*Written instruction*.
Lay out the records from the line containing "Consider the photo above. For every instance of the referee's" through the end of the records as a Markdown table with the columns Row and Line. Give each line its own row number, and leave out blank lines.

*Listed entries*.
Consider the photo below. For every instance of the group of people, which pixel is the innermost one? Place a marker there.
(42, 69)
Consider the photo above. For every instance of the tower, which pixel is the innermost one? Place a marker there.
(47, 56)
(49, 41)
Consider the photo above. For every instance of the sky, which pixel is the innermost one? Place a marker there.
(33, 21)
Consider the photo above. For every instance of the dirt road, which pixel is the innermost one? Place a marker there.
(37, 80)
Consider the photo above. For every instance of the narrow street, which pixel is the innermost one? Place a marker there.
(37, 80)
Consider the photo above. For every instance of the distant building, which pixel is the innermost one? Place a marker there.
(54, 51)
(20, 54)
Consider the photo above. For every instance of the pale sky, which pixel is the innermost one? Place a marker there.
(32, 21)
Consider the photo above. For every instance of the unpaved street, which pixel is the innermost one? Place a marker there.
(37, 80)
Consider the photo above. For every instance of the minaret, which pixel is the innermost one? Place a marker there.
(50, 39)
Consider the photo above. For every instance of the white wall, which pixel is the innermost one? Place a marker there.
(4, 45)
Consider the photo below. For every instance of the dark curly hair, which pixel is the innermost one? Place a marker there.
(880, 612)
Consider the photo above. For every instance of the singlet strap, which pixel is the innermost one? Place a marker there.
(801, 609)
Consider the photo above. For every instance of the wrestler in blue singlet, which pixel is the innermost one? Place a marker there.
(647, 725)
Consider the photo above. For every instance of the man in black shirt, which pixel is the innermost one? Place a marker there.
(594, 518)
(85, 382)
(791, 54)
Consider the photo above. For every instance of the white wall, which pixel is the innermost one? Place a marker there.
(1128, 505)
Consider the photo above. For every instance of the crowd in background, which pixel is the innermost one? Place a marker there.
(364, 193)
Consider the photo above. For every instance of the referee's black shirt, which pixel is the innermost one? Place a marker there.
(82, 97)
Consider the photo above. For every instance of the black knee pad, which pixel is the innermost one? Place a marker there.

*The result*.
| Row | Line |
|---|---|
| 1 | Consider the photo above. For every instance of the referee's black shirt, which pixel is the innermost one? Place a marker there. |
| 2 | (82, 97) |
| 3 | Consider the photo above. For every instance of the black knee pad, which pixel is the innermost one? Place a marker there. |